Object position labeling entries
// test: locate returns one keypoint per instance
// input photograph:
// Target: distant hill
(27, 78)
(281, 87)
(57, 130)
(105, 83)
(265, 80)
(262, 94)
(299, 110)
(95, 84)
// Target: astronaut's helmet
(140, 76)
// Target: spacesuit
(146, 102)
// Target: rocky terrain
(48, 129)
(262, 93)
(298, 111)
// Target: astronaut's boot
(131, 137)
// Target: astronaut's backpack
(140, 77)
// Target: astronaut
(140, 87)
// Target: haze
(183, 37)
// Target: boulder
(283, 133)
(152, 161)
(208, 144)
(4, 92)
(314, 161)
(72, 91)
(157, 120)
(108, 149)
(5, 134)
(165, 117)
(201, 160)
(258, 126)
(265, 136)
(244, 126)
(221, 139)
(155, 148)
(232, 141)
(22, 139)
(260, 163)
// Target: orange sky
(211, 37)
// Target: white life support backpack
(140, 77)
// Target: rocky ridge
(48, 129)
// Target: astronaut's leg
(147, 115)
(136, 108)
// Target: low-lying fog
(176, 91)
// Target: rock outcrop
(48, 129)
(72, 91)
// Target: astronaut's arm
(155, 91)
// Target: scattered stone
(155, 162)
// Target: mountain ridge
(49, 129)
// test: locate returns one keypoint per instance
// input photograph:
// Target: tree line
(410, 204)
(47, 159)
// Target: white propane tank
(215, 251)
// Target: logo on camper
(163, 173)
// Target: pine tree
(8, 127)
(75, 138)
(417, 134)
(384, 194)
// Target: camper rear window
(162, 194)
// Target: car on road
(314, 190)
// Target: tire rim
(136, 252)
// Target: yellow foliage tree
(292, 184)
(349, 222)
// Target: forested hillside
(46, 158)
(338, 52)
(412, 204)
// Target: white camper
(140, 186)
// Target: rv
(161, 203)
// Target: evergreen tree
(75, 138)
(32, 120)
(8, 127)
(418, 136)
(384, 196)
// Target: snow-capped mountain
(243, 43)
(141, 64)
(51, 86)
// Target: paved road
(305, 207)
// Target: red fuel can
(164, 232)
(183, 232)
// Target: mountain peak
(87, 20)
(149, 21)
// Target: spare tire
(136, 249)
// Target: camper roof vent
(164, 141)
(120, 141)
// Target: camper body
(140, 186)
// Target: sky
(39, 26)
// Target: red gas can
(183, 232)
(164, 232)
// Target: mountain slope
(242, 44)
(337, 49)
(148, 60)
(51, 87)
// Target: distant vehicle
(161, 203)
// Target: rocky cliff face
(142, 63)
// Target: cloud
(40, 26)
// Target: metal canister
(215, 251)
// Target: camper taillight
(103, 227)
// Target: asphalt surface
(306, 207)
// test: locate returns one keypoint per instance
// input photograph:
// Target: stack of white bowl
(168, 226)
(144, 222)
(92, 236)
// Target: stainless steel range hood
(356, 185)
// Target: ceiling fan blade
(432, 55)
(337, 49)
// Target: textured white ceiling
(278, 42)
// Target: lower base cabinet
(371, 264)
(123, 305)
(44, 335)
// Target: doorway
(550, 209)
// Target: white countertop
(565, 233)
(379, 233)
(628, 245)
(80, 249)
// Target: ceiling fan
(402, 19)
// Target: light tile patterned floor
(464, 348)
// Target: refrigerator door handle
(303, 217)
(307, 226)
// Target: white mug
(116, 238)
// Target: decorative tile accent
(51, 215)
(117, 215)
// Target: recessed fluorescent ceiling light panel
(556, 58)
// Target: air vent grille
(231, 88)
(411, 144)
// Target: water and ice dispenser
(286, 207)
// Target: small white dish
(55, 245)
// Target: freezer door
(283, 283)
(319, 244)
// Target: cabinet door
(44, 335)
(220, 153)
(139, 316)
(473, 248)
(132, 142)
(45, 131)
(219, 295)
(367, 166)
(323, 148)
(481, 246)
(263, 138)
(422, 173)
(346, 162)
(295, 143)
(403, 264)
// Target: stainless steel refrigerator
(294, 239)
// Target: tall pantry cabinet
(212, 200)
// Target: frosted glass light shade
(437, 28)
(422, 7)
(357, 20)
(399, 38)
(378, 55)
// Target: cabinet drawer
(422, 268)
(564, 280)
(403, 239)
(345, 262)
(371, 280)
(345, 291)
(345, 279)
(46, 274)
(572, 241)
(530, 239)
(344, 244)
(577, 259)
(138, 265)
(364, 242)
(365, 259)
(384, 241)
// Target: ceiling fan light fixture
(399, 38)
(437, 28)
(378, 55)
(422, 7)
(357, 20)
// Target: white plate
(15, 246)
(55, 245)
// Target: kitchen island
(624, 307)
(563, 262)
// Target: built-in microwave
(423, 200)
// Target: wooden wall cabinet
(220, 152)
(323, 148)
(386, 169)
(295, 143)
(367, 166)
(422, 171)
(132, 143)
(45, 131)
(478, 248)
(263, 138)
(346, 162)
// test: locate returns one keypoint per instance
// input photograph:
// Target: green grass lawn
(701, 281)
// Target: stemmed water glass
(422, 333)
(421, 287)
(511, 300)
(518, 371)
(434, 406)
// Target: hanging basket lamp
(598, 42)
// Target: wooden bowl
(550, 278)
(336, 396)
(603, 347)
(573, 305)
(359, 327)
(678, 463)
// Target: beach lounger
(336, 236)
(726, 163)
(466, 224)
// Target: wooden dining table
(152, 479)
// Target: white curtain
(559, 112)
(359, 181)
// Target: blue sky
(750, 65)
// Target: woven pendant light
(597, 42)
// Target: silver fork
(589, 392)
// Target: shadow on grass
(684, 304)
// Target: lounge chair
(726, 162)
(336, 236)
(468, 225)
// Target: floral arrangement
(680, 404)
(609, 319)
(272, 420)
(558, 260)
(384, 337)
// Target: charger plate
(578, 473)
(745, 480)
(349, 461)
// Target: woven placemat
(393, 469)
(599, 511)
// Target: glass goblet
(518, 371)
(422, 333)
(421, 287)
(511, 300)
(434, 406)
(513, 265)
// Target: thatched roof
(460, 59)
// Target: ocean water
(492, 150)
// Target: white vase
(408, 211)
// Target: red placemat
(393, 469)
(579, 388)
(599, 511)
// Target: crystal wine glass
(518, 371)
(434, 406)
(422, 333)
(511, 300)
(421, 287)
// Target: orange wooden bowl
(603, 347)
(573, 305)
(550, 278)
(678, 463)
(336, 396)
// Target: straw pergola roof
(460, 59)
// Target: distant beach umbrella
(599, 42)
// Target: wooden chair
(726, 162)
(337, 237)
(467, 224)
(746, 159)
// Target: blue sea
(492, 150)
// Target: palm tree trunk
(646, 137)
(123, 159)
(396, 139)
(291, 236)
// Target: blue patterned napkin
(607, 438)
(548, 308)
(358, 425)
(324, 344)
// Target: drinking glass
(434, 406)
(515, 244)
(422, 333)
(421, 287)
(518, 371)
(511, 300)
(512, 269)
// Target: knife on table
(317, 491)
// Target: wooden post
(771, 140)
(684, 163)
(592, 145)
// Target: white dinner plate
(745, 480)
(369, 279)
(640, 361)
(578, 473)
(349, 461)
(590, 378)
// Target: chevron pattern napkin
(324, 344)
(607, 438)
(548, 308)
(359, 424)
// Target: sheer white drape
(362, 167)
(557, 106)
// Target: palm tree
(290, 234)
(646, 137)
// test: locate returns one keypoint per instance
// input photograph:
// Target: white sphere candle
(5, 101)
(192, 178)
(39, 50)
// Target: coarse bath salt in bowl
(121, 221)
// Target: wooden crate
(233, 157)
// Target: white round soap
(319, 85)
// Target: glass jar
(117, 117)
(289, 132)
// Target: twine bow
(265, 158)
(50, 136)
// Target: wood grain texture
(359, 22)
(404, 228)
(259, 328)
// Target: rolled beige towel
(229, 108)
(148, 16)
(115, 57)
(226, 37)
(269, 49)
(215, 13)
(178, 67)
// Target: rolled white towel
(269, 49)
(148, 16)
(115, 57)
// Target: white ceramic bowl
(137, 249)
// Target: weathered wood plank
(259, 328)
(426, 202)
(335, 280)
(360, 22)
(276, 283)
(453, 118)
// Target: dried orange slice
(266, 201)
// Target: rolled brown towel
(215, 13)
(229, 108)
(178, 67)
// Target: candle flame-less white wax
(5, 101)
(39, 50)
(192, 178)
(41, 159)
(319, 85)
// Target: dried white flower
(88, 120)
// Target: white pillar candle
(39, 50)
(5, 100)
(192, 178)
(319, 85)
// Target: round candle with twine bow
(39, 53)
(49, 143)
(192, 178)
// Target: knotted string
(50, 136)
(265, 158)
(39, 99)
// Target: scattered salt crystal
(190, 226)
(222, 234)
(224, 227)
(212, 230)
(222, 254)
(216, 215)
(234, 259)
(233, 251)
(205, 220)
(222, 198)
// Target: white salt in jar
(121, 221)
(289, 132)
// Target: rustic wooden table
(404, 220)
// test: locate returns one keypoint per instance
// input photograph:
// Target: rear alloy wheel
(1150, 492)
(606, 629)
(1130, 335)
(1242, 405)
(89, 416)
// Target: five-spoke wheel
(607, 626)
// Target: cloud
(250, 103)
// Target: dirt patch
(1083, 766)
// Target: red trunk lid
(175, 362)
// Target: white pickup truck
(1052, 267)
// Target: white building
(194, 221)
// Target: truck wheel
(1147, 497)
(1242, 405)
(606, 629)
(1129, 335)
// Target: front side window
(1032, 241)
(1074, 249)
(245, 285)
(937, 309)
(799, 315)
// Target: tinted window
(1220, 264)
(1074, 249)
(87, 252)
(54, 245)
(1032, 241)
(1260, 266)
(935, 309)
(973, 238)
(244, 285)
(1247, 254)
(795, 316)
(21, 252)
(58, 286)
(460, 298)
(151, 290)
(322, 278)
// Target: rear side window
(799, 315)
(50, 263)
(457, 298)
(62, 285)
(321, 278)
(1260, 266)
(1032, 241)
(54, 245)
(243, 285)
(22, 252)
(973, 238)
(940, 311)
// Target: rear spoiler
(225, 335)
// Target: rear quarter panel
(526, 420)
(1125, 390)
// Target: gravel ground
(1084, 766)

Task to complete: Write the lines out exactly, from the one with "rolled white towel" down to the last line of the listing, and leave out all others.

Response to the exercise:
// Target: rolled white towel
(269, 49)
(148, 16)
(115, 57)
// Target: white ceramic bowl
(137, 249)
// Target: weathered wood plank
(259, 328)
(426, 202)
(335, 280)
(360, 22)
(276, 283)
(453, 118)
// Target: dried orange slice
(266, 201)
// Target: rolled brown towel
(215, 13)
(229, 108)
(178, 67)
// Target: candle flame-less white wax
(5, 101)
(39, 50)
(192, 178)
(41, 159)
(319, 85)
// Target: dried white flower
(88, 120)
// Target: white pillar candle
(39, 50)
(5, 100)
(192, 178)
(319, 85)
// Target: round candle with twine bow
(39, 53)
(49, 143)
(192, 178)
// Target: knotted string
(50, 136)
(265, 158)
(39, 99)
// Target: scattered salt crystal
(190, 226)
(222, 234)
(224, 227)
(212, 230)
(222, 254)
(216, 215)
(234, 259)
(233, 251)
(205, 220)
(222, 198)
// Target: white salt in jar
(121, 221)
(289, 132)
// Target: rustic wooden table
(404, 220)
// test: locate returns one keypoint per instance
// input photograph:
// Target: rear alloy wheel
(1150, 492)
(606, 629)
(1130, 335)
(1242, 405)
(89, 416)
// Target: five-spoke wheel
(607, 626)
// Target: cloud
(250, 103)
// Target: dirt patch
(1083, 766)
// Target: red trunk lid
(175, 362)
// Target: white pickup truck
(1052, 267)
// Target: white building
(194, 221)
// Target: truck wheel
(1147, 497)
(1242, 405)
(606, 629)
(1129, 335)
// Target: front side window
(1032, 241)
(1074, 249)
(245, 285)
(937, 309)
(799, 315)
// Target: tinted window
(1220, 264)
(1074, 249)
(87, 252)
(54, 245)
(1032, 241)
(1260, 266)
(935, 309)
(973, 238)
(244, 285)
(1247, 254)
(795, 316)
(21, 252)
(58, 286)
(460, 298)
(151, 290)
(322, 278)
// Target: rear side window
(799, 315)
(50, 263)
(457, 298)
(62, 285)
(321, 278)
(1260, 266)
(1032, 241)
(54, 245)
(243, 285)
(22, 252)
(973, 238)
(940, 311)
// Target: rear spoiler
(225, 335)
// Target: rear quarter panel
(526, 420)
(1125, 390)
// Target: gravel ground
(1084, 766)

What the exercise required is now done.